- EXERCISE OBJECTIVE -
Search the data for the word "blurred" and copy out every line that has it.

- RECORDS TO USE -
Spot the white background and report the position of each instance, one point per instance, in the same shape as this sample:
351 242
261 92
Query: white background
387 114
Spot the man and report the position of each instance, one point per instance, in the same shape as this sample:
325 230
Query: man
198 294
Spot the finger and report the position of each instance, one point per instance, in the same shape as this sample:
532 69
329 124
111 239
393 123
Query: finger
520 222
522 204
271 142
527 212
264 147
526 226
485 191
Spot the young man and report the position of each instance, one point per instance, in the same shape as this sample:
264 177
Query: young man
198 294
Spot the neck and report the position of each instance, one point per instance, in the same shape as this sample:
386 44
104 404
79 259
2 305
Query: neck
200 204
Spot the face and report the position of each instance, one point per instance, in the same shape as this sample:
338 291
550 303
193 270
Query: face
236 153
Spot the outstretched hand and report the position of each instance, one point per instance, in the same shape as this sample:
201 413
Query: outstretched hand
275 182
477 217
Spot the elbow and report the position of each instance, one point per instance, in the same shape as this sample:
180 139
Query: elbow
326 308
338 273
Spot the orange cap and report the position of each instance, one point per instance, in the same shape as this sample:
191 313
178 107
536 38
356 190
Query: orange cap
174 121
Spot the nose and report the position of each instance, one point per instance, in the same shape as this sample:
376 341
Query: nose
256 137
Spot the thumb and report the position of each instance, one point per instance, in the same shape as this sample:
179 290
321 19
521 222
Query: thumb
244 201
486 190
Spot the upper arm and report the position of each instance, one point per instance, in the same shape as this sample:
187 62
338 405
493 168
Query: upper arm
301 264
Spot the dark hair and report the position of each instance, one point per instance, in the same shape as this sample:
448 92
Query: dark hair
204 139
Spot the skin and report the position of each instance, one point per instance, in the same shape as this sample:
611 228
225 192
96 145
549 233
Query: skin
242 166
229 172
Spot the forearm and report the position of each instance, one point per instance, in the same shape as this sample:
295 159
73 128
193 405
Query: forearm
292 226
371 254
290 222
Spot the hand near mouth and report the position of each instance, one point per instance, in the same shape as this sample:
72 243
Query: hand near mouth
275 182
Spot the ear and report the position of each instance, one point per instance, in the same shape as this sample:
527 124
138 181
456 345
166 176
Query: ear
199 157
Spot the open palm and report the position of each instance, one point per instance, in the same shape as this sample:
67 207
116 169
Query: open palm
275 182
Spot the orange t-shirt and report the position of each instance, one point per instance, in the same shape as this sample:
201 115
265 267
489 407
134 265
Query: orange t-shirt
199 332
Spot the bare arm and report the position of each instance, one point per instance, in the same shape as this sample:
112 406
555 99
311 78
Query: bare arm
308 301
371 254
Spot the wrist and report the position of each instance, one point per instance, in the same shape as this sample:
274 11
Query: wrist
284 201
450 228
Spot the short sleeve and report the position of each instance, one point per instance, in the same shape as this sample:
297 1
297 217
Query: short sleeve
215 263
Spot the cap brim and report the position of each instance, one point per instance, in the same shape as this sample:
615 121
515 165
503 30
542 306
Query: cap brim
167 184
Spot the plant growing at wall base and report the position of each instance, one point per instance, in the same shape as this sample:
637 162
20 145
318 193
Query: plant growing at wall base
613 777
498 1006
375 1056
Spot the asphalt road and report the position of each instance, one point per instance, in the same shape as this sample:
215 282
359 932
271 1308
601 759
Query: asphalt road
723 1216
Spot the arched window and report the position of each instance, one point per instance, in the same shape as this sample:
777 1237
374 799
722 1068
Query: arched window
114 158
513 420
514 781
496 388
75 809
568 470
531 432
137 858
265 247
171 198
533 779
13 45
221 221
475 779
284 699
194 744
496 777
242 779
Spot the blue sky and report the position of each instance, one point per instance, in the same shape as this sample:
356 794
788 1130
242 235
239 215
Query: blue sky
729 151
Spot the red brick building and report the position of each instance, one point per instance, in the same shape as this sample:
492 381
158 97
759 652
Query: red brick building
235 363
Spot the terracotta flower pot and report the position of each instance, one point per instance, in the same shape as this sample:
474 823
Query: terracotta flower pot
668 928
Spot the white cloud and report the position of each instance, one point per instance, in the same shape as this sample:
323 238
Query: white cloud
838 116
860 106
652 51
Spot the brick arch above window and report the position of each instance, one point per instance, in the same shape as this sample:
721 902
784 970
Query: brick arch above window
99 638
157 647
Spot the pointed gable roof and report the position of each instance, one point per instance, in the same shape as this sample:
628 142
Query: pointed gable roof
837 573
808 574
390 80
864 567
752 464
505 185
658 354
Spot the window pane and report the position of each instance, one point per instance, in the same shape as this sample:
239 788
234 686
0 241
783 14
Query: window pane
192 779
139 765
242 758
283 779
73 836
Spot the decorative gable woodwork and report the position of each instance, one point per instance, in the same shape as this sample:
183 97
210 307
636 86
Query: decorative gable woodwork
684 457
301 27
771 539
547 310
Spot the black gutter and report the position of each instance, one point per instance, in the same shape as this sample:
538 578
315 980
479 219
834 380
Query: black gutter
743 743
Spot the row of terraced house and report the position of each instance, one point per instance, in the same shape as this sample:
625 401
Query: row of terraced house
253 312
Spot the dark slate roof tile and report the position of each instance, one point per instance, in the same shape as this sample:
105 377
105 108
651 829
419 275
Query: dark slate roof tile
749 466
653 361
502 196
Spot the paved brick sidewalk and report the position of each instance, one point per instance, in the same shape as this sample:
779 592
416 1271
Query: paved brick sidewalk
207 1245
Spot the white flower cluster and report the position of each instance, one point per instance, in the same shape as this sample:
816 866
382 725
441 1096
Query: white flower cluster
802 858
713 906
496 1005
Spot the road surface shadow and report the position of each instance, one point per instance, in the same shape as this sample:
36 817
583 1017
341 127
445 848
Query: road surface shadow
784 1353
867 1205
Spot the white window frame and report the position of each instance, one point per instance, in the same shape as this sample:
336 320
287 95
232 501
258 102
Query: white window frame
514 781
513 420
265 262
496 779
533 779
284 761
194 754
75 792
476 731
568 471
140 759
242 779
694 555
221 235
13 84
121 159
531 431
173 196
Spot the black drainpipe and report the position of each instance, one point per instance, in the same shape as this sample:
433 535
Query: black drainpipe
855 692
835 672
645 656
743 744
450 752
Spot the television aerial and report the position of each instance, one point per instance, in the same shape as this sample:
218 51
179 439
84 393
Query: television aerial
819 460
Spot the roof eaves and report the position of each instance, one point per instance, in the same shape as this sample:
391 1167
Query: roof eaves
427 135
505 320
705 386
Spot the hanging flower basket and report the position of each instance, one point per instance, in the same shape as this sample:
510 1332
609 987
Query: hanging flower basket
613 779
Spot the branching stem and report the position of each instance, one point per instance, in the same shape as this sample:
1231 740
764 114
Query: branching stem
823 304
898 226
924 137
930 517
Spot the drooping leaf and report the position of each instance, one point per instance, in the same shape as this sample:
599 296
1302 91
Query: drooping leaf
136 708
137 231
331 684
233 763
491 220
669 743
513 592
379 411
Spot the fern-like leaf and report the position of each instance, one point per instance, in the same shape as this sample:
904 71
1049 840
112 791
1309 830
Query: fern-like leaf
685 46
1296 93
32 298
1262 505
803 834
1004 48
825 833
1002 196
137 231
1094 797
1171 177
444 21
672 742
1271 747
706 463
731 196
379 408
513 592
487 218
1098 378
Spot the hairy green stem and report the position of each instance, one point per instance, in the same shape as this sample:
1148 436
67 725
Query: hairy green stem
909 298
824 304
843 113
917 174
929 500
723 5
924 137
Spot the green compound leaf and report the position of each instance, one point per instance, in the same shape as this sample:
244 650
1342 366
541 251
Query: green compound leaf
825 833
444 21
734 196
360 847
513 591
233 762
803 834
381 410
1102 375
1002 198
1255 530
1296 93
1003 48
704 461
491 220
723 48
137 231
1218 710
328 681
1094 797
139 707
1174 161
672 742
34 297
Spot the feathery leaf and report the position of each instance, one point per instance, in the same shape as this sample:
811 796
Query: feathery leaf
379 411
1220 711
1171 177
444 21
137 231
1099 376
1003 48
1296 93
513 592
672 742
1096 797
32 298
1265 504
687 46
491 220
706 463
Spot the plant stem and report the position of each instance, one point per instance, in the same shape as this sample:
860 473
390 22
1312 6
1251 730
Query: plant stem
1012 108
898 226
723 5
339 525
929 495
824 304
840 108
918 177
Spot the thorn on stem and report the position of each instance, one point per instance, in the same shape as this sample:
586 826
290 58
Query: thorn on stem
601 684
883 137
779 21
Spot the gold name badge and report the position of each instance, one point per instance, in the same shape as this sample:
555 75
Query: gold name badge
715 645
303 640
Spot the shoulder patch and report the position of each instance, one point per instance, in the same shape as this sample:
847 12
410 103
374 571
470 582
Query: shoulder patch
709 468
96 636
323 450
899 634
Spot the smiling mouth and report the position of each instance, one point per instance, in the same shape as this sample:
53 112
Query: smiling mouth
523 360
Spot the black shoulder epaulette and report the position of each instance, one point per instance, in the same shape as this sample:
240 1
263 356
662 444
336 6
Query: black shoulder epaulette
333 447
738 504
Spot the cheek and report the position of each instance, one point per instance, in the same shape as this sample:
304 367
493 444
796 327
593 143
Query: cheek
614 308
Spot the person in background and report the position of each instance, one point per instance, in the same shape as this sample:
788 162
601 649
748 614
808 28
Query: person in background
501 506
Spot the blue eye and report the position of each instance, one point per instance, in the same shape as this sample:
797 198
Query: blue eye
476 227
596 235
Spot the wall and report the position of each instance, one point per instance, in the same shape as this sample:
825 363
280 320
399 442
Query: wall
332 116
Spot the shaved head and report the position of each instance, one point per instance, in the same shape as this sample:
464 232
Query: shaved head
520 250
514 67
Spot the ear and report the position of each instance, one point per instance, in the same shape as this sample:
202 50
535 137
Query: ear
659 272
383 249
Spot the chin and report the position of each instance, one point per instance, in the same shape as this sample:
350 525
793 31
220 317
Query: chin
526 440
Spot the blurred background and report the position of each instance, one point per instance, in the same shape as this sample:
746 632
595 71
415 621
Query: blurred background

- PROBLEM SOLUTION -
Spot the blurred background and report the position of each instance, one point per instance, in the same shape as this sample:
Query: blurred background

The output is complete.